Prompt:
Update the data below so that every "distant mountain" reads "snowy peak", and leave everything else as it is.

Extracted information:
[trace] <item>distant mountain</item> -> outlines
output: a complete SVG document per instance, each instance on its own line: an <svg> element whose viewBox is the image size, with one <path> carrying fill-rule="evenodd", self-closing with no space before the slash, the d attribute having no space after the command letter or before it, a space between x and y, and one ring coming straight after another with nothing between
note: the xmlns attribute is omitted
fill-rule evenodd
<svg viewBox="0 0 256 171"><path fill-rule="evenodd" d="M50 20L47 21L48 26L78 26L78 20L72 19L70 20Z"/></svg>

Task solution:
[trace] <item>snowy peak</item> -> outlines
output: a complete SVG document per instance, each instance on its own line: an <svg> element whose viewBox is the image size, with one <path> carrying fill-rule="evenodd", self-closing with no space before the slash, the d attribute having no space after the command letter or before it, a space between x and y, and one ring coming straight after another with nothing between
note: the xmlns attribute is omitted
fill-rule evenodd
<svg viewBox="0 0 256 171"><path fill-rule="evenodd" d="M50 20L47 21L48 26L78 26L78 20L72 19L70 20Z"/></svg>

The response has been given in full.